§ **Problem details**
Reproduce, without changing anything, the part of the records that opens with the line containing "Could you point to the damp" and closes with the line containing "column 59, row 19", both included.
* Begin Material *
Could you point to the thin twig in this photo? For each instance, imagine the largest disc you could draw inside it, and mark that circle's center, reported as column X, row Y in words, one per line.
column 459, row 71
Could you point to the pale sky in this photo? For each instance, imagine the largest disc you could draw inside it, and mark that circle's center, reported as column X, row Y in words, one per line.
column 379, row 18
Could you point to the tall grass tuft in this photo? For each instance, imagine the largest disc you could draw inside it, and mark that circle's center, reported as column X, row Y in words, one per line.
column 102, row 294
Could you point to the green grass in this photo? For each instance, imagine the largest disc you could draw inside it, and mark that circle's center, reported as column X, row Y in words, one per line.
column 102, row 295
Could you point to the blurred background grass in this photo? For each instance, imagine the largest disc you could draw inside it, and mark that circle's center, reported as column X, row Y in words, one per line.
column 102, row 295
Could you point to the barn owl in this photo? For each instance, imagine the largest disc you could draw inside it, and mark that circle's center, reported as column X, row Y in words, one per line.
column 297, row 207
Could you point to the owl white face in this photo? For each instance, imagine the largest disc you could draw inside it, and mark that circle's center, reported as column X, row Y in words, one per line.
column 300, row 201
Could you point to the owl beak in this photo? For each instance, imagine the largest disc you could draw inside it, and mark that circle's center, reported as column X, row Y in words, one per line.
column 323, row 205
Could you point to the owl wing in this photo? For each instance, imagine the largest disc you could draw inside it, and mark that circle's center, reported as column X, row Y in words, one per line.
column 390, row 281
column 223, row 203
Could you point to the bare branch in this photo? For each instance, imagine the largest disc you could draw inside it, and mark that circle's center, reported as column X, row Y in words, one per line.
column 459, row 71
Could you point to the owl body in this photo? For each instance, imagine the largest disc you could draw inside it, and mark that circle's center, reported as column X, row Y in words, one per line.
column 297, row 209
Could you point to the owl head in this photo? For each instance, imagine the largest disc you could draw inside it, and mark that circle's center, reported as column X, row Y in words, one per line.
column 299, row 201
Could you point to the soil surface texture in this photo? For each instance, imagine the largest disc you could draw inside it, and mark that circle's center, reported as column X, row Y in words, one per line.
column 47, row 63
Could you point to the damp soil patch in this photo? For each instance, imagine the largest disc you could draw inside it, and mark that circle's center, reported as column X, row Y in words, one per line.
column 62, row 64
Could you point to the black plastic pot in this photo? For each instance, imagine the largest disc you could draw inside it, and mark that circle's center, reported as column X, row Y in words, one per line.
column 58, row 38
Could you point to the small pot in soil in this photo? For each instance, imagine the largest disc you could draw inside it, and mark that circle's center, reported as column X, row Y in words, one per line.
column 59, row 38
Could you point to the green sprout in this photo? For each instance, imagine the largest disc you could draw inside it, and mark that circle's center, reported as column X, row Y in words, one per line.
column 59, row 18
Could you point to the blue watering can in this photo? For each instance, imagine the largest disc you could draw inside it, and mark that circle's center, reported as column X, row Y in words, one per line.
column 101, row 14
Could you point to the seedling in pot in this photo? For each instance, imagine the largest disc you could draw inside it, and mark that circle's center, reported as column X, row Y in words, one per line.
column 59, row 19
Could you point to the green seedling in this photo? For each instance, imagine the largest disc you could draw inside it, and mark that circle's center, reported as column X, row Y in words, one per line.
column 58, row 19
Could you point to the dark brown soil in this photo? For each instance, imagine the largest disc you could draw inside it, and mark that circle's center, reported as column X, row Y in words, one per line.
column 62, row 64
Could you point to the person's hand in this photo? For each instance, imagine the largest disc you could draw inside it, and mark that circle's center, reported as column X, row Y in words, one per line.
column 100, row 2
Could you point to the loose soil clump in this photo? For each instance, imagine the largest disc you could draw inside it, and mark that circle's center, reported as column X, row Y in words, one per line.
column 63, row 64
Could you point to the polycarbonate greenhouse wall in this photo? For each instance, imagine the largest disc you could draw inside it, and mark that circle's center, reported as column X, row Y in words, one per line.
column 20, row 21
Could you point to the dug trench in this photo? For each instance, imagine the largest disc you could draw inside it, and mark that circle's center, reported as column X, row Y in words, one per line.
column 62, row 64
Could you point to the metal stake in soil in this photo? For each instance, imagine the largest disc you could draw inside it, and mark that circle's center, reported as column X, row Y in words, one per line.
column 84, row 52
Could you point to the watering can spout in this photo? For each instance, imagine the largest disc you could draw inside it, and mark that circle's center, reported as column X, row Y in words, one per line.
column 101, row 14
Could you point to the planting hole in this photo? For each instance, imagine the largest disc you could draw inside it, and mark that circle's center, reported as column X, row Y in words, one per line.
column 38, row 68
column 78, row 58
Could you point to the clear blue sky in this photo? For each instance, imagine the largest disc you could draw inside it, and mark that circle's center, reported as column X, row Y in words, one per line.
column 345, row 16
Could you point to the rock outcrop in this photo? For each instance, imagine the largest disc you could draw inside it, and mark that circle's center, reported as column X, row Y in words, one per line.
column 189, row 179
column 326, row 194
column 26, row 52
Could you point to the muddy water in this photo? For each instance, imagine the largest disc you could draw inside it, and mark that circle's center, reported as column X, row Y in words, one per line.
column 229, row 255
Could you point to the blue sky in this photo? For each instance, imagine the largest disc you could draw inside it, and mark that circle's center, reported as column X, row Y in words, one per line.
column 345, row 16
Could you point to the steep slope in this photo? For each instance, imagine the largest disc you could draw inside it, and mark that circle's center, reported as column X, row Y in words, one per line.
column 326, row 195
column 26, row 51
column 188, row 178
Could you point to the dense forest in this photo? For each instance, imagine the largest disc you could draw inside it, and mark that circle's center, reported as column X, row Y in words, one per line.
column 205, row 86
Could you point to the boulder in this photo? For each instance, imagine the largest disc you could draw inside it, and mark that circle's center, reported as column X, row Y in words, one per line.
* End Material *
§ **Result of the task**
Could you point to the damp soil patch in this photo? For each instance, imagine the largest disc you could draw inside it, and mark that circle's center, reported as column X, row Y in words, one per line.
column 62, row 64
Could you point to the black plastic pot in this photo? For each instance, imagine the largest disc you could draw inside it, and mark that circle's center, reported as column X, row Y in words, one per line.
column 58, row 38
Could you point to the small pot in soil in this photo? For each instance, imagine the largest disc you could draw inside it, and mark that circle's center, reported as column X, row Y in words, one per line.
column 59, row 38
Could you point to the green sprout in this photo? For each instance, imagine the largest disc you could draw inside it, and mark that circle's center, reported as column X, row Y in words, one per line.
column 59, row 18
Could you point to the blue watering can in this photo? For each instance, imagine the largest disc you could draw inside it, and mark that circle's center, reported as column X, row Y in words, one per line.
column 101, row 14
Could you point to the seedling in pot in this photo? For each instance, imagine the largest disc you could draw inside it, and mark that circle's center, reported as column X, row Y in words, one per line.
column 59, row 19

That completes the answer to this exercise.